─── PAGE TEXT

An Adaptive Planning Process

I abandoned my three-step process for an adaptive planning process, which I admit I am making up as I go. I hope it can be a guide for others not sure how to start planning for fall. Ideally, this process would be used with a team of 3-10 other staff or lay leaders. Listening and paying attention to the needs of your community are the important first steps.

Step 1: Noticing & Identifying What’s Most Important
Start by brainstorming a list of things you notice about your ministry and your community right now. Circle and share the 3 that seem most important. Approach the task with an attitude of curiosity, trusting that what you notice is informative rather than “good” or “bad.” I recommend “time-boxing” or setting a strict time limit for this step. 

Step 2: Analyze Strengths, Weaknesses, Opportunities, & Threats
Analyze what you have noticed using the SWOT technique. Continuing with an attitude of curiosity, categorize your team’s lists into Strengths, Weaknesses, Opportunities, and Threats (to your ministry purpose). Mark any that seem particularly important or pressing.

Before you continue to the next step, take a moment to offer prayers of thanks for the strengths and opportunities that have arisen in challenging times as well as prayers for guidance in addressing any fears and concerns that have arisen.

Step 3: Make Logical Assumptions
Research and list logical assumptions about ministry in the fall. The sample list below was curated from several sources including “Church in these VUCA Times,” “Becoming ‘Anticipators of the Future,’” as well as experts in psychology, education, and leadership:

  • People will expect online or hybrid ministry.

──────

## [TASK BRIEF]
Rewrite the paragraph of the page text that begins "Start by brainstorming" as a short list, keeping its main facts. The records are separate material, unrelated to the page text.

─── LISTED ENTRIES

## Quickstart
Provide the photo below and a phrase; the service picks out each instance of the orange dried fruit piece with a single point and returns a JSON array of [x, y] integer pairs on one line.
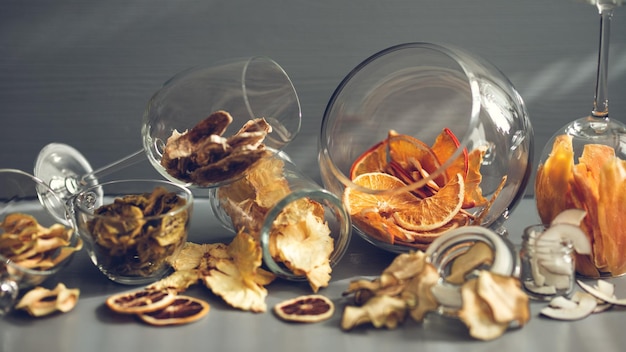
[[433, 212], [140, 301], [401, 149], [305, 309], [183, 310], [611, 222], [445, 145], [554, 176]]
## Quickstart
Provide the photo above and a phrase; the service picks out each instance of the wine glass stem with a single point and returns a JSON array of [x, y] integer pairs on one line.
[[127, 161], [601, 100]]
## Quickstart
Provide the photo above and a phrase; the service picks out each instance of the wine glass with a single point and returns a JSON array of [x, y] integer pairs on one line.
[[25, 196], [589, 142], [410, 96], [247, 88]]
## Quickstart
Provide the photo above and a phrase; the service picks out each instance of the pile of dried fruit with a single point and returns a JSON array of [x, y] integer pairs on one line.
[[203, 156], [596, 183], [41, 301], [30, 245], [417, 217], [593, 299], [299, 237], [489, 304], [130, 236]]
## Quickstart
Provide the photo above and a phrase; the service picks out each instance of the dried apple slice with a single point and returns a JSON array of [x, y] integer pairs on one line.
[[584, 307], [305, 309]]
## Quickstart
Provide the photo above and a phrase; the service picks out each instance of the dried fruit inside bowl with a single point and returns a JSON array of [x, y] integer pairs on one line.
[[132, 238], [30, 245], [417, 216], [595, 183]]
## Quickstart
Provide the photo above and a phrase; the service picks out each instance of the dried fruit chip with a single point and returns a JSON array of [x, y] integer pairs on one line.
[[140, 301], [305, 309], [433, 212], [183, 310], [41, 301]]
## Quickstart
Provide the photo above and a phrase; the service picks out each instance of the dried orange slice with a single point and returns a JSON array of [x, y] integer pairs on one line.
[[404, 150], [436, 211], [140, 301], [444, 147], [357, 202], [182, 310], [305, 309]]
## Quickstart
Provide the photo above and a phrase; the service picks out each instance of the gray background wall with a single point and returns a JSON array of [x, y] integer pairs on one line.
[[80, 72]]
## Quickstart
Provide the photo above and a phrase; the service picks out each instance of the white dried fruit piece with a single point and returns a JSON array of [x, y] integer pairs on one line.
[[41, 301], [380, 311], [239, 280], [584, 307], [599, 294], [491, 304], [478, 255], [305, 309], [183, 310]]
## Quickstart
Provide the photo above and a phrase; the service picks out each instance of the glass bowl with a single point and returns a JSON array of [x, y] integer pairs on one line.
[[132, 227], [431, 116], [22, 196]]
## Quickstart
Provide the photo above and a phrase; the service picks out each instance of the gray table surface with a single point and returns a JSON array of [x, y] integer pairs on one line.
[[91, 326], [81, 72]]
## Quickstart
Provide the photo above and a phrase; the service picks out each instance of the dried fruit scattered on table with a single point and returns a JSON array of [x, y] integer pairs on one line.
[[300, 238], [239, 279], [415, 218], [203, 156], [183, 310], [40, 301], [490, 303], [30, 245], [595, 183], [132, 245], [140, 301], [305, 309]]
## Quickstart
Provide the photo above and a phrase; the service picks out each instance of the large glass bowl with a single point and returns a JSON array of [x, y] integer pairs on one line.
[[420, 92]]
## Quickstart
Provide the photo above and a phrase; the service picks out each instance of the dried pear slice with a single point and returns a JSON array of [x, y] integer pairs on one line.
[[305, 309], [183, 310]]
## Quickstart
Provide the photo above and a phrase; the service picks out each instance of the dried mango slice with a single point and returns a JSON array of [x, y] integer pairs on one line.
[[553, 179]]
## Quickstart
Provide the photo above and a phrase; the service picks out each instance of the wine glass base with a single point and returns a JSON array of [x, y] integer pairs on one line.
[[61, 167]]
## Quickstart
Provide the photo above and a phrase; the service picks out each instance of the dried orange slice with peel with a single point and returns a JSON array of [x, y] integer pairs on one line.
[[436, 211], [445, 145], [398, 148], [305, 309], [383, 203], [140, 301], [183, 310]]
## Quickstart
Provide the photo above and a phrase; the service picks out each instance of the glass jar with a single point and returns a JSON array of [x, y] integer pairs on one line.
[[445, 249], [276, 199], [426, 114], [547, 265]]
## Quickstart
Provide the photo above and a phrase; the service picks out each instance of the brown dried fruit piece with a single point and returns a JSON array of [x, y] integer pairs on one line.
[[203, 157], [41, 301], [305, 309], [140, 301], [183, 310]]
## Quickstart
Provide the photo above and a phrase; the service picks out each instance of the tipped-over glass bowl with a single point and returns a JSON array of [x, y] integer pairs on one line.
[[21, 195], [386, 117], [132, 227], [247, 88]]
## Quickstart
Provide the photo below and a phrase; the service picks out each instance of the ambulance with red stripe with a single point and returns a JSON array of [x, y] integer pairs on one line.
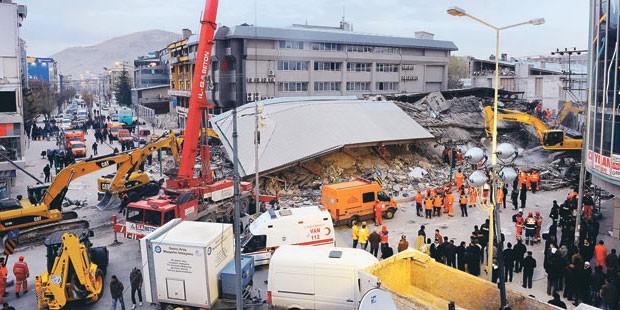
[[311, 226]]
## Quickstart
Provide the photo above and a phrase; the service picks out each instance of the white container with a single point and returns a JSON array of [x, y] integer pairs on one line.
[[310, 226], [182, 261], [316, 277]]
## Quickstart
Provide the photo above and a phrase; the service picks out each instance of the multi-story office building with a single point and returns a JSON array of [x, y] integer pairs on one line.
[[603, 132], [314, 60], [149, 70], [12, 78]]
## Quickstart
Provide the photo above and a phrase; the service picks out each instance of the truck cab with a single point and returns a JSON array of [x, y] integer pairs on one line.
[[354, 201]]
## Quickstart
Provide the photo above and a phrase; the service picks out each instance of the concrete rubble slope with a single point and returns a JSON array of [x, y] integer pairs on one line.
[[298, 129]]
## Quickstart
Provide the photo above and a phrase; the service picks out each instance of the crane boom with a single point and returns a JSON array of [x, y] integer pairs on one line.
[[197, 100]]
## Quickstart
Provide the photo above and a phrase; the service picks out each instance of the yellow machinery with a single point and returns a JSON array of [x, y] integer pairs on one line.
[[416, 281], [551, 139], [75, 270], [131, 182]]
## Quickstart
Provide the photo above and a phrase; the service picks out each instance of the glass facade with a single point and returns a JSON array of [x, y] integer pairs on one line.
[[603, 156]]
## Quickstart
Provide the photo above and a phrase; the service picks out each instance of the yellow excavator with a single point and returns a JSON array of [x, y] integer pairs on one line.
[[75, 270], [130, 183], [551, 139]]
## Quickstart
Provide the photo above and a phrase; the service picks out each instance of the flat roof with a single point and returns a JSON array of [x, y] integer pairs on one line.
[[338, 36], [301, 128]]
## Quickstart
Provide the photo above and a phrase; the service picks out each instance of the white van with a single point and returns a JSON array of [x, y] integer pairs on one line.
[[299, 226], [316, 277]]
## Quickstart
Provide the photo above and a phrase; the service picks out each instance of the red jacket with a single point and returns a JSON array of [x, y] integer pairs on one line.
[[20, 270]]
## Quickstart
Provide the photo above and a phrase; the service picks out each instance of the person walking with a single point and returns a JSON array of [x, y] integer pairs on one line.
[[418, 204], [523, 196], [529, 264], [135, 280], [47, 171], [403, 244], [363, 236], [21, 272], [428, 207], [378, 208], [116, 290], [463, 204], [518, 251], [508, 256], [374, 239], [600, 253]]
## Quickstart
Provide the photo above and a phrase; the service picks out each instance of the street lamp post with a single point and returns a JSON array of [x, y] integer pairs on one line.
[[456, 11]]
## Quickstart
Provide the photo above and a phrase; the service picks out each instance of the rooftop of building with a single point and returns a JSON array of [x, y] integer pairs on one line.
[[330, 35]]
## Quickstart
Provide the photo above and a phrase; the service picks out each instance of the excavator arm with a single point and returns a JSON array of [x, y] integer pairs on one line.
[[550, 139], [73, 276]]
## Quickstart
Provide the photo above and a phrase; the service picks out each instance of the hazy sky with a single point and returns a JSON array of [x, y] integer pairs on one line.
[[53, 25]]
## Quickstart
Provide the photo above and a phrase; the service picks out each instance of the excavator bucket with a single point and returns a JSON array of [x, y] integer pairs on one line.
[[109, 201]]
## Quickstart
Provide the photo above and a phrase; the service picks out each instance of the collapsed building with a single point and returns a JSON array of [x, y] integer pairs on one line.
[[309, 141]]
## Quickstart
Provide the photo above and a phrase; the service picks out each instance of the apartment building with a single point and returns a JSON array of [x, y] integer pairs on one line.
[[12, 77], [309, 60]]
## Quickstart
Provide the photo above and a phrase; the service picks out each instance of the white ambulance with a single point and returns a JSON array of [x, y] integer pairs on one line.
[[310, 226]]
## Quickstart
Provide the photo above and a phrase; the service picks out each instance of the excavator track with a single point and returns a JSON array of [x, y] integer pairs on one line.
[[37, 234]]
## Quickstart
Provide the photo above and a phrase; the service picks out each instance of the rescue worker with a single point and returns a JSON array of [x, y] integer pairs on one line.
[[473, 196], [437, 203], [463, 203], [363, 236], [428, 207], [378, 208], [450, 203], [384, 239], [499, 197], [355, 233], [459, 177], [538, 219], [4, 273], [534, 178], [518, 219], [530, 228], [21, 272], [418, 203]]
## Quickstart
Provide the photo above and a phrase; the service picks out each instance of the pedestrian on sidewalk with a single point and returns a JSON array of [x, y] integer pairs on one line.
[[116, 290], [47, 171], [529, 264], [135, 279]]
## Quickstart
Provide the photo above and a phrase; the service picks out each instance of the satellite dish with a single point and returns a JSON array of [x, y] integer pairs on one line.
[[377, 299]]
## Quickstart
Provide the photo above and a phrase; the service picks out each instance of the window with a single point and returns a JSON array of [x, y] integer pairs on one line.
[[359, 49], [322, 46], [387, 86], [9, 101], [368, 197], [387, 50], [293, 86], [358, 67], [292, 44], [358, 86], [327, 86], [327, 66], [387, 68], [292, 65]]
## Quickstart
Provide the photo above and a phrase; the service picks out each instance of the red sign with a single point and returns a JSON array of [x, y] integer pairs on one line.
[[604, 164]]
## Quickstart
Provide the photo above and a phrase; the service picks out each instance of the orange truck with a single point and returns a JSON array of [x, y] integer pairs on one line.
[[354, 201], [75, 142]]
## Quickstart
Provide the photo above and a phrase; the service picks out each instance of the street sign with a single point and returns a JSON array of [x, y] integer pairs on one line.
[[9, 246]]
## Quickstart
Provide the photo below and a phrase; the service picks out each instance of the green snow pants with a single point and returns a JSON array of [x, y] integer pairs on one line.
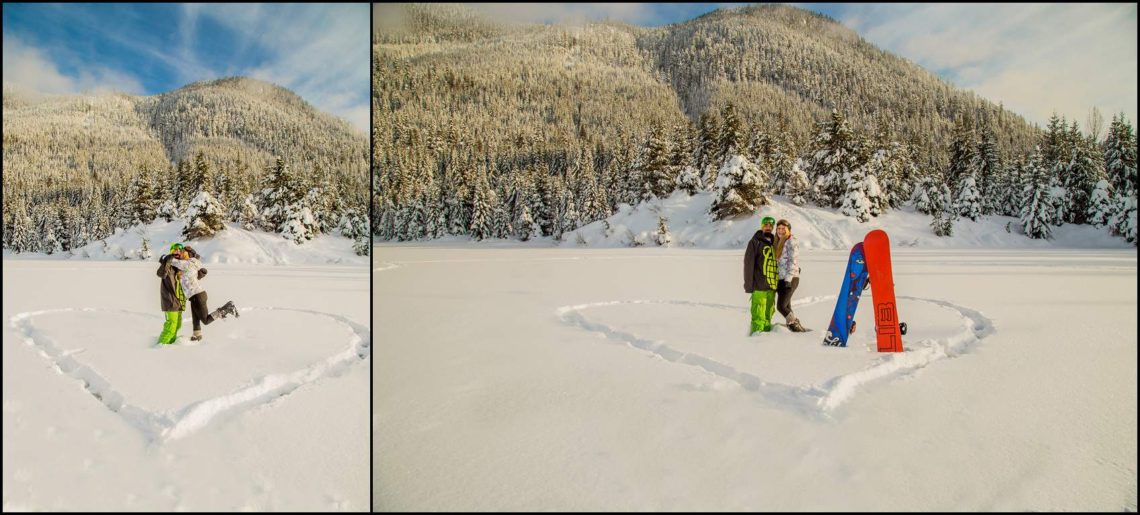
[[764, 304], [170, 327]]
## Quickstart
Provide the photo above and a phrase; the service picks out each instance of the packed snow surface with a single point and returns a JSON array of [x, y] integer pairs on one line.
[[543, 376], [267, 413]]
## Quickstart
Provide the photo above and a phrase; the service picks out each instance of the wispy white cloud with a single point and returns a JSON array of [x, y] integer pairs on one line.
[[31, 67], [1034, 58], [319, 51]]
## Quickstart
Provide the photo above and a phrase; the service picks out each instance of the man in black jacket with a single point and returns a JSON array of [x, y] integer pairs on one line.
[[760, 276], [170, 296]]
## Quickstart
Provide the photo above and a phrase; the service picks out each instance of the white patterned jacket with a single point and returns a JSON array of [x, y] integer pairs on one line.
[[788, 262]]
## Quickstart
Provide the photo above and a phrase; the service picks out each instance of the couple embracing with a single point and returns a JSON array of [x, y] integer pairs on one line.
[[772, 275], [181, 271]]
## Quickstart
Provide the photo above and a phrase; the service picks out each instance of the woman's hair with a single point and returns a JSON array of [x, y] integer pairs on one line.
[[781, 242]]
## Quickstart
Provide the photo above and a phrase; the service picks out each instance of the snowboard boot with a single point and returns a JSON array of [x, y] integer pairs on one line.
[[225, 311]]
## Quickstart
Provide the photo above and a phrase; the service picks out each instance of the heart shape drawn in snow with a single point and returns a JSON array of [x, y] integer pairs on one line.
[[171, 391], [791, 369]]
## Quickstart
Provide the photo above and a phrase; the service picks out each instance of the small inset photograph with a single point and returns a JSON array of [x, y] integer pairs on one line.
[[186, 261]]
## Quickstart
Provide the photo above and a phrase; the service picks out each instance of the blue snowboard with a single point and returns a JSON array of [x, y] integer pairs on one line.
[[843, 320]]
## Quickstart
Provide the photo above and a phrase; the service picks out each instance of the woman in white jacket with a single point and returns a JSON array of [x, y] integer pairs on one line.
[[190, 266], [788, 272]]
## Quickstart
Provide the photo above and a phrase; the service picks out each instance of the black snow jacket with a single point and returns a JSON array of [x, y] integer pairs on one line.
[[760, 263], [170, 292]]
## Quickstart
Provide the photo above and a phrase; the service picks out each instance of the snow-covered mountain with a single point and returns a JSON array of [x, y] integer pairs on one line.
[[233, 245], [689, 226], [79, 168], [493, 129]]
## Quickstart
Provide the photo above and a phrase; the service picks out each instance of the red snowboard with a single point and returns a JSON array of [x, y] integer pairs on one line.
[[887, 329]]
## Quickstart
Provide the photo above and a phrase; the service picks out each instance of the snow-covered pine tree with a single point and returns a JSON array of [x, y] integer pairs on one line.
[[662, 231], [759, 152], [873, 168], [731, 140], [1010, 187], [168, 211], [797, 188], [833, 155], [49, 244], [1084, 172], [204, 218], [740, 189], [921, 196], [969, 199], [988, 168], [689, 180], [63, 227], [355, 227], [705, 155], [1100, 206], [1037, 211], [961, 150], [527, 227], [782, 161], [653, 174], [854, 201], [143, 205], [1121, 156], [202, 177], [1057, 196], [300, 225], [571, 215], [276, 195], [145, 250], [21, 234], [249, 215], [681, 156], [1123, 222], [483, 205]]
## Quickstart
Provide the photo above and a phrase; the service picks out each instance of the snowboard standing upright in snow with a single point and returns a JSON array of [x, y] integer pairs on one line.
[[887, 329], [869, 262], [843, 319]]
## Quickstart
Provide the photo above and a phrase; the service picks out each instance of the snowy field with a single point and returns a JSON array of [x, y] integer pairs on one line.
[[515, 377], [268, 413]]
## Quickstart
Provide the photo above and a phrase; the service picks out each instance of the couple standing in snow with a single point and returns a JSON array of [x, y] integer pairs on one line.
[[180, 271], [771, 269]]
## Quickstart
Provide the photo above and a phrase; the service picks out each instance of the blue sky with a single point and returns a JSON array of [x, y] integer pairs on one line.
[[1035, 58], [318, 51]]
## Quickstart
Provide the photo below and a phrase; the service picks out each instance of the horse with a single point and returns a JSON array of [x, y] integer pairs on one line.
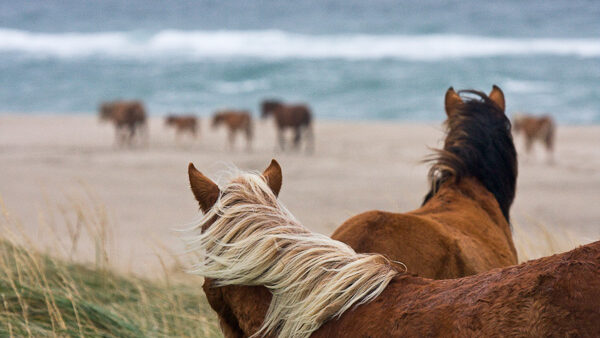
[[265, 274], [236, 121], [183, 124], [536, 128], [462, 227], [297, 117], [128, 118]]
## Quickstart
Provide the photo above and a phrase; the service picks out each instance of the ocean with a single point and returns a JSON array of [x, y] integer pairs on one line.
[[348, 59]]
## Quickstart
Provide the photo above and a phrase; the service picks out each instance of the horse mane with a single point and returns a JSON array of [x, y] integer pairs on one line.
[[478, 144], [252, 239]]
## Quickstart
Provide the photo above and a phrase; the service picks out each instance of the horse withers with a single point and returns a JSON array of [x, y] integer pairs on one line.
[[267, 275], [129, 119], [463, 226], [296, 117], [236, 121]]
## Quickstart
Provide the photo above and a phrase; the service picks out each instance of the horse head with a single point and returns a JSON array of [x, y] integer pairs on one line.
[[478, 144]]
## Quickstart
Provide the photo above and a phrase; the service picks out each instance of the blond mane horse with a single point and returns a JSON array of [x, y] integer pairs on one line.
[[267, 275]]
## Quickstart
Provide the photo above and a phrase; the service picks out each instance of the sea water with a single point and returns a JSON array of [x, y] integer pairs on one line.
[[348, 59]]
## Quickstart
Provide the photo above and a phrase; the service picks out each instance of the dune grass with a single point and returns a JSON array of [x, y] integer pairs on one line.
[[42, 295], [48, 292]]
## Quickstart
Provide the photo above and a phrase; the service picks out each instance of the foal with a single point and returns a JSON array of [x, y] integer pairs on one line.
[[128, 117], [297, 117], [463, 226], [267, 275], [236, 121]]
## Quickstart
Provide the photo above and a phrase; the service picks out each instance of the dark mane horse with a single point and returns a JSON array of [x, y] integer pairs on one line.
[[478, 144], [266, 275], [296, 117], [463, 227], [129, 119]]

──────

## [REPLY]
- Brainstorm a list of what you currently notice about your ministry and community.
- Circle and share the 3 items that seem most important.
- Stay curious and treat what you notice as informative, not "good" or "bad."
- Set a strict time limit ("time-boxing") for this step.